** What is being asked **
Return the listing below in full, exactly.

** Dataset content **

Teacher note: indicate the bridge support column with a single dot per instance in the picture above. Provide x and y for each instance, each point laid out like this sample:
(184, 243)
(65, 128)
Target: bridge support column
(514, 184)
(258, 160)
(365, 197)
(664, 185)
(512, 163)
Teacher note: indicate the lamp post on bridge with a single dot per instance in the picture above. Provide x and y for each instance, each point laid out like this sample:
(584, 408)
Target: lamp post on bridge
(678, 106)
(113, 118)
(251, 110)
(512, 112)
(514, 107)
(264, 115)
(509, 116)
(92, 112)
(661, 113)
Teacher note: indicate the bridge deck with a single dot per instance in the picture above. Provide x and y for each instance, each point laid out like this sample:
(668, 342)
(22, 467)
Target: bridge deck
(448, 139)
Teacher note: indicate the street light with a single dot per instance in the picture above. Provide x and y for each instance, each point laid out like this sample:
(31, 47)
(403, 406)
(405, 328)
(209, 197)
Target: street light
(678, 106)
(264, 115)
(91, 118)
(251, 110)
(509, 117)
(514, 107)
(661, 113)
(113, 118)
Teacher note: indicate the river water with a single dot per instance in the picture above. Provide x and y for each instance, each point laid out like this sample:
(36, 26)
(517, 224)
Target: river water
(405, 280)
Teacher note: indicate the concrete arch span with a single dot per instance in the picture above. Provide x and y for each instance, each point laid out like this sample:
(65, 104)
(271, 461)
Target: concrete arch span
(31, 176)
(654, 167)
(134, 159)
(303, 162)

** Solution to this problem **
Teacher note: indicate the bridge support column with a single dot per instance in the picture above. Provide x and y for each instance, each point laid out like this sample:
(184, 243)
(65, 128)
Target: bridge support column
(514, 184)
(258, 160)
(365, 197)
(664, 185)
(512, 163)
Teacher note: indicate the lamp post on bridge with a single dot per instance in the picture above. Provide x and y for each instance, each point laid out like this sample:
(584, 408)
Target: lamp post on bridge
(678, 106)
(113, 118)
(251, 110)
(512, 112)
(514, 107)
(264, 115)
(509, 116)
(92, 112)
(661, 113)
Teacher note: indicate the bridge deck with a single dot per instance in the picture above. Provide x and y for each instance, each point laid out like this sample:
(668, 342)
(22, 467)
Target: bridge deck
(448, 139)
Teacher note: indicate the street light with a single dot per instance in the picture above. Provide x and y for each instance, each point laid out like this sample:
(31, 47)
(403, 406)
(405, 328)
(209, 197)
Target: street light
(678, 106)
(264, 115)
(91, 118)
(251, 110)
(509, 117)
(514, 107)
(661, 113)
(113, 118)
Teacher note: indicate the river water with a single dot per instance in the picture above. Provide x and y for each instance, each point laid out like this sample:
(36, 26)
(517, 224)
Target: river water
(405, 280)
Teacher note: indicate the concrete arch span with a single dot per instance in the picture above. Provide x and y for each instance, each point laid out like this sample:
(65, 104)
(271, 461)
Target: concrete arch span
(31, 176)
(654, 167)
(134, 159)
(303, 162)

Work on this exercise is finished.